— Excerpted text —
________________
UVic-led team inventing cellphone-based arsenic test for drinking water

UVic-led team inventing cellphone-based arsenic test for drinking water

Under the guidance of a University of Victoria professor, a U.S. student is inventing a process to test drinking water for arsenic that can be analyzed by a regular cellphone.

Andrea Green, 29, is an undergrad student at the Georgie Institute of Technology in Atlanta who has been working at home remotely under the direction of civil engineering professor Heather Buckley at UVic.

Working on the project as part of an internship program called Mitacs Global Link, Green has been helping a UVic lab create a “rapid, low-cost and reliable test” to detect arsenic in drinking water from the comfort of her own home.

“Arsenic is a long-term water problem that requires regular testing to keep people safe,” said Buckley in a news release.

She said the lab is creating a solution that involves adding chemicals to water that would change its colour in the presence of arsenic.

Once placed in vials that would clip to a cellphone camera lens, the phone software would be able to distinguish colours to detect whether arsenic is present.
________________
— Things to do —
**1)** In the arsenic test article, what internship program is Green working through?
**2)** What three qualities does the arsenic test article quote for the test the UVic lab is creating?
**3)** Can you copy the arsenic test article from "Under the guidance" up to and including "Buckley at UVic.", swapping "student" for "researcher"?

— Supplied entries —
________________
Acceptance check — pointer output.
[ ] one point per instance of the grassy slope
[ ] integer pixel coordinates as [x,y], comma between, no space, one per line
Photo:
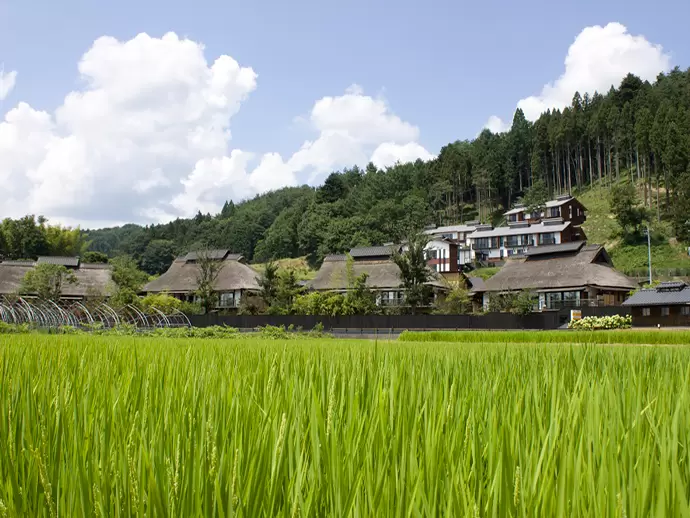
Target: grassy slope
[602,228]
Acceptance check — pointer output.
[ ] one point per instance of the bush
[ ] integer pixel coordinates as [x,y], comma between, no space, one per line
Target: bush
[595,323]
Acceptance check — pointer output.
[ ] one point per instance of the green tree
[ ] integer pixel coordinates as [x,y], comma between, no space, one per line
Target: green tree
[94,258]
[457,302]
[286,291]
[268,284]
[128,281]
[126,273]
[158,256]
[625,206]
[536,196]
[414,272]
[208,270]
[47,280]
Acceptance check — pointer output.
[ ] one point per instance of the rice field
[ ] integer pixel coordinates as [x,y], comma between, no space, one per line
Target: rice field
[126,426]
[599,337]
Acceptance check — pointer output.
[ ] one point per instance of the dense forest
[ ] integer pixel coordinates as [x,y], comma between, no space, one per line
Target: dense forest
[638,132]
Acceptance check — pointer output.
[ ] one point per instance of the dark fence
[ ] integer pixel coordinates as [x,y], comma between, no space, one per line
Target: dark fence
[387,322]
[545,320]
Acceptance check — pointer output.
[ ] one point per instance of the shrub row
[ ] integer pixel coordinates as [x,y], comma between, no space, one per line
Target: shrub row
[606,322]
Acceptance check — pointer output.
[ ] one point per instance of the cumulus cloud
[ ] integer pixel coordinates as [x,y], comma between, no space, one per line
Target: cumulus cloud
[147,138]
[353,128]
[496,125]
[119,148]
[388,154]
[7,82]
[600,57]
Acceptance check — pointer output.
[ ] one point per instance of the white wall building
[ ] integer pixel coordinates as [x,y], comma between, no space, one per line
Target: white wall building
[503,242]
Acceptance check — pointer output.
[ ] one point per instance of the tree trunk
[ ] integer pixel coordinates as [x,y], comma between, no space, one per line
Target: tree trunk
[591,171]
[567,164]
[608,149]
[668,194]
[599,156]
[618,165]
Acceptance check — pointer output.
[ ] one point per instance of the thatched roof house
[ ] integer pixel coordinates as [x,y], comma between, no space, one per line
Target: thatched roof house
[563,275]
[93,280]
[233,280]
[376,261]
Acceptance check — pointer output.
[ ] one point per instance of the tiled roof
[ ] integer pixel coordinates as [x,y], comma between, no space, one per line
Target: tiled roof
[477,284]
[450,228]
[554,249]
[374,251]
[588,267]
[662,295]
[539,228]
[62,261]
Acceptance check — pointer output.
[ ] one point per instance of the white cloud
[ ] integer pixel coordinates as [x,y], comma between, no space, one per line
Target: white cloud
[600,57]
[389,154]
[146,138]
[496,125]
[118,149]
[353,128]
[7,82]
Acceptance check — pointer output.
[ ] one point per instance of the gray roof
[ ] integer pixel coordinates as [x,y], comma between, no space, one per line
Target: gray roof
[62,261]
[561,200]
[181,277]
[91,280]
[211,254]
[374,251]
[539,228]
[384,274]
[450,228]
[590,266]
[666,294]
[572,246]
[478,284]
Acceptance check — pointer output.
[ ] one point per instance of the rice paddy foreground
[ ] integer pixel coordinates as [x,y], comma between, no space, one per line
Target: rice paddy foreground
[122,426]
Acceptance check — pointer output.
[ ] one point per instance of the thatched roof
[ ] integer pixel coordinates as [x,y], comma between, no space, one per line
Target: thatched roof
[588,266]
[181,277]
[382,275]
[92,279]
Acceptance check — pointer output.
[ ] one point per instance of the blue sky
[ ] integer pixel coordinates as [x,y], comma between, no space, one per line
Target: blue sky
[443,67]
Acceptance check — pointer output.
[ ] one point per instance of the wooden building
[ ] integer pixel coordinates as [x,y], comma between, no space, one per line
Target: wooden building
[235,279]
[383,275]
[93,280]
[666,305]
[569,275]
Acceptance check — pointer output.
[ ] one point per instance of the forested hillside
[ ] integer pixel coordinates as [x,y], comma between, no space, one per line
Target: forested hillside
[638,131]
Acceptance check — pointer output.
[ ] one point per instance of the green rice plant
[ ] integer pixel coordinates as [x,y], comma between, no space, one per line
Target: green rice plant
[125,426]
[629,337]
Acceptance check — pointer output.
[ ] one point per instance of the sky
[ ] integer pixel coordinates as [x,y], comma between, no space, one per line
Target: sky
[114,112]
________________
— Responses to the tasks —
**1)** Mitacs Global Link

**2)** rapid, low-cost, reliable

**3)**
Under the guidance of a University of Victoria professor, a U.S. researcher is inventing a process to test drinking water for arsenic that can be analyzed by a regular cellphone.

Andrea Green, 29, is an undergrad researcher at the Georgie Institute of Technology in Atlanta who has been working at home remotely under the direction of civil engineering professor Heather Buckley at UVic.